Copy the entries below word for word, from the line containing "Expected: one dot placed on each instance of the white pillar" up to and including the line containing "point(69, 612)".

──────

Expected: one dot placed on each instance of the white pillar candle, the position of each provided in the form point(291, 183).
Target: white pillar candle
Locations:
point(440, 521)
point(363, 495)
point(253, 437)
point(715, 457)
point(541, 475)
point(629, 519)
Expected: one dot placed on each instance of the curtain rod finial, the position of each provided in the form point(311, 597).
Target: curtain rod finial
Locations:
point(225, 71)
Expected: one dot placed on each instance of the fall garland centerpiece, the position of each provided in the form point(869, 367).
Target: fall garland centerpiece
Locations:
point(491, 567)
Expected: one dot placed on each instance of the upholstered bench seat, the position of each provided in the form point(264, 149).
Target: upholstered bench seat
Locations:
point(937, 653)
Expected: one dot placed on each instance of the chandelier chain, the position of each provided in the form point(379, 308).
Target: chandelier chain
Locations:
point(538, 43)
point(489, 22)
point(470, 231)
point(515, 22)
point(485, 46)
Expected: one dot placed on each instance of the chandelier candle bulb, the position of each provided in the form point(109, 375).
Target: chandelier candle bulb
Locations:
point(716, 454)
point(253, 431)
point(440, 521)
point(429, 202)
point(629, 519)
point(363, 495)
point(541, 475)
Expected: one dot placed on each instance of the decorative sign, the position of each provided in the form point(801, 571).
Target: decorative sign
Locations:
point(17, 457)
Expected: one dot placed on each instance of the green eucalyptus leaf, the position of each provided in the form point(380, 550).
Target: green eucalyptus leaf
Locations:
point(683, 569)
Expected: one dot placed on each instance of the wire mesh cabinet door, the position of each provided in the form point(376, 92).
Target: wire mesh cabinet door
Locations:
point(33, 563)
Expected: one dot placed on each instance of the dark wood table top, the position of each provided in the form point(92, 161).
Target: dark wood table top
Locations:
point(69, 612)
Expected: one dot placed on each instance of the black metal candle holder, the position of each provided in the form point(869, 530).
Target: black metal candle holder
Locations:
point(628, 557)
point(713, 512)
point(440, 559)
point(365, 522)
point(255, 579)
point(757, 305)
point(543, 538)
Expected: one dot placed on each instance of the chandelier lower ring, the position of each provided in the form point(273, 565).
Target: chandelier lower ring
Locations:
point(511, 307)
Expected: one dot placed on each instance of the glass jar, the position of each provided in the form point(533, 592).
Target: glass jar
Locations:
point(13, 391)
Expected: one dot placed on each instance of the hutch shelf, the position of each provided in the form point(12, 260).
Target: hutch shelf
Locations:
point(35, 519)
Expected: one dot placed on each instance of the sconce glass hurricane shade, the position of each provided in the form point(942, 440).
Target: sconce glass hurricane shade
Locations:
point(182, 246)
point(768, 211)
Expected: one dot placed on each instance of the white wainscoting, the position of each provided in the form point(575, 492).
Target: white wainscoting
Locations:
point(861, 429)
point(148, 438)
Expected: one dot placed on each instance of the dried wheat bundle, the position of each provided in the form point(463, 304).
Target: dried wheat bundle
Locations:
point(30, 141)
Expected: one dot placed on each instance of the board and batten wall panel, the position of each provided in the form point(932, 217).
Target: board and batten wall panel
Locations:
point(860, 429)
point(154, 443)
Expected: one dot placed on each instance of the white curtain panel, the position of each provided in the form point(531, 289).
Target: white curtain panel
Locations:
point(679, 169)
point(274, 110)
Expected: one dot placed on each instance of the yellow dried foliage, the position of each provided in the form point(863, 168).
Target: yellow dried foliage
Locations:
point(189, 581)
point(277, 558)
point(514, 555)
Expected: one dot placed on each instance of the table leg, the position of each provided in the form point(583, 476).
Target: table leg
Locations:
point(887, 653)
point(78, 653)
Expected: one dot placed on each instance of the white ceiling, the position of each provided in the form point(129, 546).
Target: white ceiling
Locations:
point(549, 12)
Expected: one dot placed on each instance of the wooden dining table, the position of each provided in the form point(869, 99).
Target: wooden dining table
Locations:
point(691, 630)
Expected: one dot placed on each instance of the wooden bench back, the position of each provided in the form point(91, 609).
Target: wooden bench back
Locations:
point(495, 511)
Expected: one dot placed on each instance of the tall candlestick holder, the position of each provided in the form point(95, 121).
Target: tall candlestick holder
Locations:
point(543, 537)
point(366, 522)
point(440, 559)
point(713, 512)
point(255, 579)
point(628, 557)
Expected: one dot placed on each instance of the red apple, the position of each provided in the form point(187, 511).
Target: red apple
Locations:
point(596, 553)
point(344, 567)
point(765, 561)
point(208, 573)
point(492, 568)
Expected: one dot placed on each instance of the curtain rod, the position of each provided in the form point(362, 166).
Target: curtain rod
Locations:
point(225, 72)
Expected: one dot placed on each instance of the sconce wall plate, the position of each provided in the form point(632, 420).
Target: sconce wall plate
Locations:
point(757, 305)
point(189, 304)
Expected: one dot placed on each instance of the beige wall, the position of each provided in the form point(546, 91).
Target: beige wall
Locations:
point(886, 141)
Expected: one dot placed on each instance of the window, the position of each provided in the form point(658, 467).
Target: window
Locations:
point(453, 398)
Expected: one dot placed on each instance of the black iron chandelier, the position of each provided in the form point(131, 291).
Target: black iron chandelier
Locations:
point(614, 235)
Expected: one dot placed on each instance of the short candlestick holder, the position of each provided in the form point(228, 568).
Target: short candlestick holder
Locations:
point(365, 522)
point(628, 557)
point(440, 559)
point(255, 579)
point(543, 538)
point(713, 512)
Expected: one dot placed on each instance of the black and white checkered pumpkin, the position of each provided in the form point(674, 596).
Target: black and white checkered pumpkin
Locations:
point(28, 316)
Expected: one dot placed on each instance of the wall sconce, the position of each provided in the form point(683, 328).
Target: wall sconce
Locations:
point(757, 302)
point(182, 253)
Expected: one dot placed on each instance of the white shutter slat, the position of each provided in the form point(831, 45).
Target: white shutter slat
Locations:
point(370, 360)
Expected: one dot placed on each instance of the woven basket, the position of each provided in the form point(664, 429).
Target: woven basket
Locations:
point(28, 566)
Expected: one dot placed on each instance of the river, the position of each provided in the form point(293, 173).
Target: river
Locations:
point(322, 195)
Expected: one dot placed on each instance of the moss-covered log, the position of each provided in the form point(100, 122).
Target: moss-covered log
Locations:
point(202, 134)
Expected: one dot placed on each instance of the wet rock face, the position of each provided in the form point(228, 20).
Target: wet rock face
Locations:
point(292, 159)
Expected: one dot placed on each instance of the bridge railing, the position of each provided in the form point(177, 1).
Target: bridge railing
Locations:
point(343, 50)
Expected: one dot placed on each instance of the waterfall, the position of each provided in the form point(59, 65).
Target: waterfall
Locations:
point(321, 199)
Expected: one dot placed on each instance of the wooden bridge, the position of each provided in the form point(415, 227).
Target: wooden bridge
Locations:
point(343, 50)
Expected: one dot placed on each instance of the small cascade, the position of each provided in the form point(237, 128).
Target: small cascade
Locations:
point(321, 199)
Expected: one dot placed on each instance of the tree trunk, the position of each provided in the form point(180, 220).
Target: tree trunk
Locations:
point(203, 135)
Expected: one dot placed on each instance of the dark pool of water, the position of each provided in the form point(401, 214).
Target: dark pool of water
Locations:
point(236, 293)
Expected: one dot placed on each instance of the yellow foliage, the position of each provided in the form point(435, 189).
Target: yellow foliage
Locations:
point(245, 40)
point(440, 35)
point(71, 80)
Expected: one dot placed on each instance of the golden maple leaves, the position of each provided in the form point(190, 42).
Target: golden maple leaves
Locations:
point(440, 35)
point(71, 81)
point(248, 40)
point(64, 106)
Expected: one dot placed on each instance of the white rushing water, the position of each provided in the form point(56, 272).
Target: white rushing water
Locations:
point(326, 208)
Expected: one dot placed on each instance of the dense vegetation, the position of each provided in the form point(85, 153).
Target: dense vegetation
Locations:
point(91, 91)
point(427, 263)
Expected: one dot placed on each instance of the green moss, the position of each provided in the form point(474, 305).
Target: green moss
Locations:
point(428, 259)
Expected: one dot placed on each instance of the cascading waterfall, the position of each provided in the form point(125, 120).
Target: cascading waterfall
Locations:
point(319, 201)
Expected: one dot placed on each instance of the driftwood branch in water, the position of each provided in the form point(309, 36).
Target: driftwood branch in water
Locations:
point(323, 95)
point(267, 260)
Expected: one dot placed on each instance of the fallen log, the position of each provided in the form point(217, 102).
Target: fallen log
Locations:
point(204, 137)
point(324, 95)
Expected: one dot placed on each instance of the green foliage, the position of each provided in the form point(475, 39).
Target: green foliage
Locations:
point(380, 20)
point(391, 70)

──────

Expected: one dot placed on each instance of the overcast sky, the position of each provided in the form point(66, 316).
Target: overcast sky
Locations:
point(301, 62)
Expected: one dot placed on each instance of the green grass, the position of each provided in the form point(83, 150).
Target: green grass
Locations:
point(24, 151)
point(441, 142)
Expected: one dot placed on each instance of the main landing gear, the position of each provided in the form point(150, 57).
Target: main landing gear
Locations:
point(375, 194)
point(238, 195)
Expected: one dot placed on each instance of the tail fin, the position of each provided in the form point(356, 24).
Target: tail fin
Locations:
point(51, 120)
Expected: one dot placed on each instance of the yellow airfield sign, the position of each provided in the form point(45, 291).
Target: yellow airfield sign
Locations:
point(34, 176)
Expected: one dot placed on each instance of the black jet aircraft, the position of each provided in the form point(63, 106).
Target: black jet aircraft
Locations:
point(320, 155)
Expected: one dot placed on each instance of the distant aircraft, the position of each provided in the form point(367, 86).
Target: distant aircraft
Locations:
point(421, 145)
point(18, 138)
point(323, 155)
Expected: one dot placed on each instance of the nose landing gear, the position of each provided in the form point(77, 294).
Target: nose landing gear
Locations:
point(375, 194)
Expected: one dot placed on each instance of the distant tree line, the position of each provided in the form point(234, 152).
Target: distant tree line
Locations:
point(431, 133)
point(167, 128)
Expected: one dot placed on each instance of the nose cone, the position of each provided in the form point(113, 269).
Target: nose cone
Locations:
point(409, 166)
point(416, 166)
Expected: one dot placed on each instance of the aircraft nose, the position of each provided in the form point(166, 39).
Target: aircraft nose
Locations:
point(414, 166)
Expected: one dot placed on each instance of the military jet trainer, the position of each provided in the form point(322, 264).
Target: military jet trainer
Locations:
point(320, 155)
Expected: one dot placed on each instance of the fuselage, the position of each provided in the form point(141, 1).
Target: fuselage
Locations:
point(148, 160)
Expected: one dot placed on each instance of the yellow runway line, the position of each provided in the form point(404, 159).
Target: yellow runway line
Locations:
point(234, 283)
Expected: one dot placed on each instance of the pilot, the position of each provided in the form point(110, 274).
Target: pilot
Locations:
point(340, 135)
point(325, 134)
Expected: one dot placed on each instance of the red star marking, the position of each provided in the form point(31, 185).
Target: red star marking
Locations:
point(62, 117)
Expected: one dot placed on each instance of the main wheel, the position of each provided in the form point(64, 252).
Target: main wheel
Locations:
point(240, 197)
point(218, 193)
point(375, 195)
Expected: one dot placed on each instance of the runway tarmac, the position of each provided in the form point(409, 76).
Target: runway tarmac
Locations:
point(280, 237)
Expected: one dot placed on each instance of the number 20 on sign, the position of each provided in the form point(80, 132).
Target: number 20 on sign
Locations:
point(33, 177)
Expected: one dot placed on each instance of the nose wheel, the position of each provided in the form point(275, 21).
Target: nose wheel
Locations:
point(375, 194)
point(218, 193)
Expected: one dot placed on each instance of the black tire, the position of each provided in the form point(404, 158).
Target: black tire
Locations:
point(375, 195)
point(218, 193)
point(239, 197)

──────

* Result of this exercise
Expected: one dot placed on each instance of the white pillar candle, the position of each provided in the form point(291, 183).
Target: white pillar candle
Locations:
point(440, 521)
point(363, 495)
point(253, 437)
point(715, 457)
point(541, 475)
point(629, 519)
Expected: one dot placed on each instance of the curtain rod finial, the position of each provided in the form point(311, 597).
Target: curtain rod finial
Locations:
point(225, 71)
Expected: one dot placed on each instance of the fall garland centerpiece, the position of each provided in the form point(869, 367).
Target: fall garland centerpiece
Locations:
point(491, 567)
Expected: one dot placed on each instance of the upholstered bench seat, the position of each provided in the form point(264, 149).
Target: upholstered bench seat
Locations:
point(937, 653)
Expected: one dot placed on each instance of the chandelier chain, the position of each provided in the form point(379, 308).
Target: chandelier chain
Locations:
point(538, 43)
point(489, 22)
point(470, 231)
point(515, 22)
point(485, 46)
Expected: one dot placed on each instance of the chandelier candle bulb, the position of each provided in the form point(109, 375).
Target: chandelier candle bulb
Locations:
point(716, 454)
point(253, 431)
point(440, 521)
point(429, 202)
point(629, 519)
point(363, 495)
point(541, 475)
Expected: one dot placed on each instance of the decorative sign, the position of each provided in the form point(801, 571).
Target: decorative sign
Locations:
point(17, 457)
Expected: one dot placed on each instance of the green eucalyptus leaf, the position of each provided in the form point(380, 550).
Target: green eucalyptus leaf
Locations:
point(683, 569)
Expected: one dot placed on each instance of the wire mesh cabinet door, the position of each provided in the form point(376, 92).
Target: wire mesh cabinet door
Locations:
point(33, 563)
Expected: one dot placed on each instance of the dark wood table top, the position of each provided in the form point(92, 161).
Target: dark wood table top
Locations:
point(69, 612)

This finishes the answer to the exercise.